Copy out each line of the material in which the word "water" can be found.

◆ **Listed entries**:
= Beginning of Section =
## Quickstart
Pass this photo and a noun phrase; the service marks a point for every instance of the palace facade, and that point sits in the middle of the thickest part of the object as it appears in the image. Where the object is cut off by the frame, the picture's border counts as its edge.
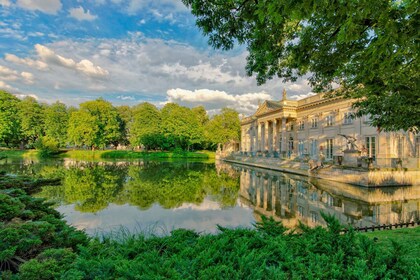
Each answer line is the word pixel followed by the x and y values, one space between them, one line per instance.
pixel 318 126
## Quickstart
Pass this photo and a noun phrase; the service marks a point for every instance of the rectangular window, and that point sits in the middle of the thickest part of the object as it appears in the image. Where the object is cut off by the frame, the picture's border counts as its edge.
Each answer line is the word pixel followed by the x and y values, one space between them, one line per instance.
pixel 300 211
pixel 314 123
pixel 330 148
pixel 371 146
pixel 301 125
pixel 348 118
pixel 314 147
pixel 301 147
pixel 314 217
pixel 329 120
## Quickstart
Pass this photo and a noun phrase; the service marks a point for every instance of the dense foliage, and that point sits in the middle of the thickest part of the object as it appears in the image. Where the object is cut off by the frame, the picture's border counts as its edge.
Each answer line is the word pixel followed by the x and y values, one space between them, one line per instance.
pixel 98 124
pixel 370 48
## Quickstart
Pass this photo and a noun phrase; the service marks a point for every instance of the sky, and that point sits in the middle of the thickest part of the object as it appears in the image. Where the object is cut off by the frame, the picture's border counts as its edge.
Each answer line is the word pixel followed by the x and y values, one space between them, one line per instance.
pixel 125 51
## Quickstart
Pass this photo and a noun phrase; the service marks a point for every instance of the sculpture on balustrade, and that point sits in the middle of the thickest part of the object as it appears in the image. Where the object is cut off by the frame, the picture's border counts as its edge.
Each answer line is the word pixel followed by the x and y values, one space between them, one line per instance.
pixel 351 142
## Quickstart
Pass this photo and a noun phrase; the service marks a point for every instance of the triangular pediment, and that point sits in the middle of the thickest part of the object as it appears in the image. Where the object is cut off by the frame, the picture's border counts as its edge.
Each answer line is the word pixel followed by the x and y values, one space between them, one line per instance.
pixel 266 107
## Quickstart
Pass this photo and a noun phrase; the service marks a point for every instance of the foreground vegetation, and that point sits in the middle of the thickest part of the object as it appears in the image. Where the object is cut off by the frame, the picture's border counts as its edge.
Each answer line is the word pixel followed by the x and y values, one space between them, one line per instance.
pixel 36 244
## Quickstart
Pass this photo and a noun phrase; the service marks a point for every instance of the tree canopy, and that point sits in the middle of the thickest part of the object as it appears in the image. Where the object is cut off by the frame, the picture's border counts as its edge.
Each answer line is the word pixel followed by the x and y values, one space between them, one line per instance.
pixel 10 126
pixel 369 48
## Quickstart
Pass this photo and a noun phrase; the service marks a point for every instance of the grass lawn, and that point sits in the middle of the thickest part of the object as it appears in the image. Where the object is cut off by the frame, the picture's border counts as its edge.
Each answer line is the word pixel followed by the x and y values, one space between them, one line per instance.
pixel 409 237
pixel 113 154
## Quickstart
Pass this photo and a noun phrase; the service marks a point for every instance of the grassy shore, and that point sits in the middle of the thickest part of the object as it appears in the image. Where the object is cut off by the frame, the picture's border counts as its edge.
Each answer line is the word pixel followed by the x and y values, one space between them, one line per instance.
pixel 408 238
pixel 112 154
pixel 14 154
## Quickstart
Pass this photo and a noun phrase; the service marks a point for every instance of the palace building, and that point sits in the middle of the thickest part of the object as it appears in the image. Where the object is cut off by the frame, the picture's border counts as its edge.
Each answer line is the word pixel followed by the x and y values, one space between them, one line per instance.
pixel 318 126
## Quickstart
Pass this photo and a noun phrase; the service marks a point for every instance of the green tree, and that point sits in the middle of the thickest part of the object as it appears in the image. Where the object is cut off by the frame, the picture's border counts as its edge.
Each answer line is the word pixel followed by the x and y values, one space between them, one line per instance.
pixel 96 124
pixel 370 48
pixel 56 120
pixel 223 127
pixel 126 115
pixel 145 127
pixel 31 115
pixel 10 127
pixel 180 125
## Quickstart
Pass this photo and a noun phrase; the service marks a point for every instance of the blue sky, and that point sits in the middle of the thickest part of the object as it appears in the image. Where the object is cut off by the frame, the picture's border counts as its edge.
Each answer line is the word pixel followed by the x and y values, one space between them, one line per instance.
pixel 126 51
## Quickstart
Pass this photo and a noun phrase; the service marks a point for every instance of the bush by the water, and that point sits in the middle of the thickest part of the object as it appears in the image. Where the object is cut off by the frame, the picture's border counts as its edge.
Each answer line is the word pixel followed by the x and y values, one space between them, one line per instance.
pixel 47 146
pixel 36 244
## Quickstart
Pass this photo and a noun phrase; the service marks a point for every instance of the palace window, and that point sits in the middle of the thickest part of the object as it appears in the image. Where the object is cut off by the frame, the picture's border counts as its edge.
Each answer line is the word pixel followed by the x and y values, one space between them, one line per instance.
pixel 301 125
pixel 301 147
pixel 314 123
pixel 367 118
pixel 330 148
pixel 329 120
pixel 371 146
pixel 348 118
pixel 300 211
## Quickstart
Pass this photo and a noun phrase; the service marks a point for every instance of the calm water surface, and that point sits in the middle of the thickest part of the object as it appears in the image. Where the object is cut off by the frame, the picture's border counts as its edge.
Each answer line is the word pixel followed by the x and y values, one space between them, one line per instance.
pixel 157 197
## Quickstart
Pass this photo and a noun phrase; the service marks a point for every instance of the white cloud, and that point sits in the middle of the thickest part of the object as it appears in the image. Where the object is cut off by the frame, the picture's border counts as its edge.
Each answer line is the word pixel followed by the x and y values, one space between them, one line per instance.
pixel 4 71
pixel 3 85
pixel 87 67
pixel 80 14
pixel 84 66
pixel 45 6
pixel 5 3
pixel 145 69
pixel 7 74
pixel 123 97
pixel 26 61
pixel 27 77
pixel 22 96
pixel 204 71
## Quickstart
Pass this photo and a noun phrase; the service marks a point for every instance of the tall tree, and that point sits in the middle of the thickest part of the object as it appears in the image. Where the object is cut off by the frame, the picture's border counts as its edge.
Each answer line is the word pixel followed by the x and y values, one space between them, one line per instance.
pixel 10 128
pixel 181 126
pixel 126 115
pixel 96 124
pixel 223 127
pixel 370 48
pixel 145 127
pixel 56 120
pixel 31 115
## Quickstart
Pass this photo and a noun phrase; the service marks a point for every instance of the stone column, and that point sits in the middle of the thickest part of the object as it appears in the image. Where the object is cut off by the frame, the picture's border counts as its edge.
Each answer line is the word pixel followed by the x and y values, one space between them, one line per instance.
pixel 274 144
pixel 283 135
pixel 266 136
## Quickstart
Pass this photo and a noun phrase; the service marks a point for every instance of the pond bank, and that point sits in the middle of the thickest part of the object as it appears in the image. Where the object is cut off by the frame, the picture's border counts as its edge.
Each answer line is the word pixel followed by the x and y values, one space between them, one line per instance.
pixel 349 175
pixel 111 154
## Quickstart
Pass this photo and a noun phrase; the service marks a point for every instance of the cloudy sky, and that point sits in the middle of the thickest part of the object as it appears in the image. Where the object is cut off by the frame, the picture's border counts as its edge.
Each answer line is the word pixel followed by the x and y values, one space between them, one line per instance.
pixel 126 51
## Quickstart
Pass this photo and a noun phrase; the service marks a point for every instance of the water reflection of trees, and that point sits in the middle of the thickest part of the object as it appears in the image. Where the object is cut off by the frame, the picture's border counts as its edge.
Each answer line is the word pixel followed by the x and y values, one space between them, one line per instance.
pixel 93 186
pixel 292 198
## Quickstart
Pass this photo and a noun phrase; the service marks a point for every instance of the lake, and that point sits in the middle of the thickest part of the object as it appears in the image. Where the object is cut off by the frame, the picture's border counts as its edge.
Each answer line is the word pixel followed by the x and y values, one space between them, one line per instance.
= End of Section =
◆ **Result of the exercise**:
Pass this photo and a noun phrase; the service marks a point for every instance of the bush by the water, and that point sits in the middle of the thickest part of the object as it appears in the image. Where the object is cut off by the frame, the picture's border counts as its edge.
Pass this photo and a noun phrase; the service marks a point for every instance of the calm water surface, and that point sits in the middle of the thickest part of the object as it appears in the image. Where the object is cut off by the frame, the picture's border counts as its edge.
Pass this photo and a noun phrase; the service marks a point for every instance of the water reflection of trees, and that point sits in the middle of the thickest part of the object as it appears in the image. Where the object is cut off by the frame, the picture's border counts as its edge.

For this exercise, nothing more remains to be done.